> **Task**
Collect all lines from the listing that include the string "tree".

|---|

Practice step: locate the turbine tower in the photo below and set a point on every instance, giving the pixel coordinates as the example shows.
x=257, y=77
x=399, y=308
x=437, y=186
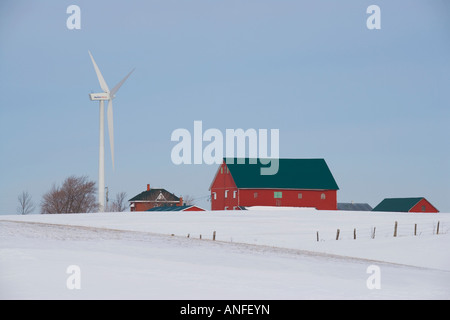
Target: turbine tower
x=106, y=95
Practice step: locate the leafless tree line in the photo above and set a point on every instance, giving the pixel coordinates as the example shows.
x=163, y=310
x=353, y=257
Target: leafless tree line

|---|

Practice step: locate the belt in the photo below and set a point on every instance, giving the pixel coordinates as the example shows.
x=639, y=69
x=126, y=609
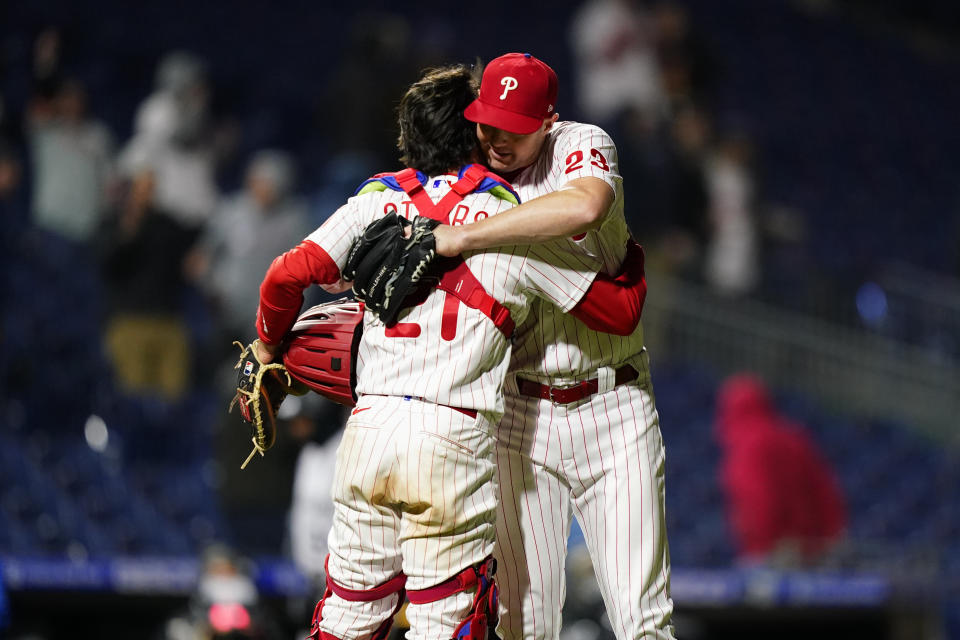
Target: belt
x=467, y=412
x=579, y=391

|---|

> **Result of this task**
Practice step: locate the leafless tree line in the photo above and set a point on every instance, giving the pixel coordinates as the example shows.
Target: leafless tree line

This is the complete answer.